=== Tarea escrita A ===
Copia el fragmento sobre el Visir y su hija desde "- Una vez más, padre" hasta "desposorio de Scherezada.", y sustituye "Sultán" por "rey".
=== Tarea escrita B ===
Responde estas preguntas sobre el fragmento del Visir y su hija:
(i) ¿Qué condición pone el Visir para conceder el favor que le pide su hija?
(ii) ¿Qué hará la hija si su padre no le concede lo que le solicita?
(iii) ¿Con qué fin se dirige al final el Visir a la presencia del Sultán?
=== Tarea escrita C ===
Resume en dos oraciones el fragmento del Visir y su hija.

=== Fragmento de página ===

.....

El Visir amaba con devoción a esta hija, tan merecedora de su afecto. Un día, mientras ambos conversaban, ella le dijo:
- Padre, quiero pedirte un favor, y te suplico muy humildemente que me lo concedas.
- No te lo negaré – repuso el Visir-, con tal que sea justo y razonable.
- Podrás juzgar, padre – siguió diciendo la muchacha-, por el motivo que me impulsa. Quiero detener esa atrocidad que comete el Sultán contra las familias de esta ciudad. Me he propuesto disipar el temor que sienten tantas madres de perder a sus hijas de tan horrible modo.
- Tu propósito, hija mía, es muy loable, pero no veo cómo podrás remediar ese mal. ¿Cuál es tu proyecto?
- Padre, ya que el Sultán se vale de ti para concertar un nuevo matrimonio cada día, te ruego que me procures el honor de su mano.
El Visir escuchó con horror aquellas palabras.
- ¡Oh, cielos! – exclamó en un arranque -. ¿Has perdido el juicio, hija mía, para formular una petición tan peligrosa?
- Querido padre – replicó la joven -, sé muy bien el riesgo que corro, pero no por eso he de echarme atrás. Si muero, no será sin gloria, y en el caso de lograr el éxito habré hecho a mi patria un gran servicio.
- No, no imagines siquiera que he de consentir. Si no temes la muerte, teme al menos el cargar sobre mí un dolor tan insoportable.
- Una vez más, padre – insistió Schrerezada – concédeme el favor que te pido. Además perdóname por expresarte que tu oposición será vana: si tu afecto paterno te impide concederme lo que te solicito, iré yo misma a ofrecerme al Sultán.
Por fin, vencido por la obstinación de su hija, el padre cedió. Angustiado en extremo, y viendo inútil todo intento de apartar a la joven de aquella fatal resolución, se dirigió a la presencia del Sultán a concertar con él el próximo desposorio de Scherezada.

.....

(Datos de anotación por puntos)
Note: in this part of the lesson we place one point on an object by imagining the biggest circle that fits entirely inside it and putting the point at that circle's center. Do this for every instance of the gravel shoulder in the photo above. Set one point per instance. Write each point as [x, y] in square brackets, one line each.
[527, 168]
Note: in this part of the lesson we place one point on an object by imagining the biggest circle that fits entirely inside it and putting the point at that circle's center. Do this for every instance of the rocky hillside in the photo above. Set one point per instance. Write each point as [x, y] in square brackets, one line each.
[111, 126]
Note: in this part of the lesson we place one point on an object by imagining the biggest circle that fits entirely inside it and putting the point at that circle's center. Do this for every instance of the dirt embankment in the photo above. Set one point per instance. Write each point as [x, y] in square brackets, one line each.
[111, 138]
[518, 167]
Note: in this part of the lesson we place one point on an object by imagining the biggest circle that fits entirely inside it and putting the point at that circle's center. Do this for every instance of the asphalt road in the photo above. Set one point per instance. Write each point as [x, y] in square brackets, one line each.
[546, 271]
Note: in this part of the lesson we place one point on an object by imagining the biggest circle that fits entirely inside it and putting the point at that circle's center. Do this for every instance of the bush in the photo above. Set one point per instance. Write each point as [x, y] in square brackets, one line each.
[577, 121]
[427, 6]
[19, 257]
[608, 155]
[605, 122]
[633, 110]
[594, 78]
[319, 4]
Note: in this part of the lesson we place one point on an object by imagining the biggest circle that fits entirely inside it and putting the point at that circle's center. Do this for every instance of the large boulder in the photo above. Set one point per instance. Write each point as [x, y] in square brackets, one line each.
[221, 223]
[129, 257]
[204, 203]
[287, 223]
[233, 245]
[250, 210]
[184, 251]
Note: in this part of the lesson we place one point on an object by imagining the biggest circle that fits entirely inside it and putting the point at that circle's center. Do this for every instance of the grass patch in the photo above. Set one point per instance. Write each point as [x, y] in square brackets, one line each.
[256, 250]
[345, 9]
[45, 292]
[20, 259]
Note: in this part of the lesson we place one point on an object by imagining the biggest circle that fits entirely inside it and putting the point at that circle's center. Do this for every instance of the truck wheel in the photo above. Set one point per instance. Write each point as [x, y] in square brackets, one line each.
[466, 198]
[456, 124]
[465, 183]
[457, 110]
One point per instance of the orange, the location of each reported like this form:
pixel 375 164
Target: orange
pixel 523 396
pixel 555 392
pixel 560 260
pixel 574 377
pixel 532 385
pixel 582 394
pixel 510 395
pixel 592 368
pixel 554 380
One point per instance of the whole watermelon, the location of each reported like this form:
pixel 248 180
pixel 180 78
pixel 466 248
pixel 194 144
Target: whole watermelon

.....

=== Respuesta final A ===
- Una vez más, padre – insistió Schrerezada – concédeme el favor que te pido. Además perdóname por expresarte que tu oposición será vana: si tu afecto paterno te impide concederme lo que te solicito, iré yo misma a ofrecerme al rey.
Por fin, vencido por la obstinación de su hija, el padre cedió. Angustiado en extremo, y viendo inútil todo intento de apartar a la joven de aquella fatal resolución, se dirigió a la presencia del rey a concertar con él el próximo desposorio de Scherezada.

=== Respuesta final B ===
(i) Que sea justo y razonable.
(ii) Irá ella misma a ofrecerse al Sultán.
(iii) Para concertar con él el próximo desposorio de Scherezada.

=== Respuesta final C ===
La hija del Visir le pide que le procure el honor de la mano del Sultán, pues quiere detener la atrocidad que este comete contra las familias de la ciudad. El Visir escucha la petición con horror y se opone, pero al fin, vencido por la obstinación de su hija, cede y va a concertar con el Sultán el desposorio de Scherezada.